> _WHAT TO DO_
Rewrite the listing below so that "Entity" becomes "Object" wherever it occurs, keeping every other character the same.

> _SOURCE RECORDS_

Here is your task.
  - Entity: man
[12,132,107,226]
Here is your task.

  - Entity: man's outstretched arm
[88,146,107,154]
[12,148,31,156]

> _RESULT BELOW_
Here is your task.
  - Object: man
[12,132,107,226]
Here is your task.

  - Object: man's outstretched arm
[88,146,107,154]
[12,148,31,156]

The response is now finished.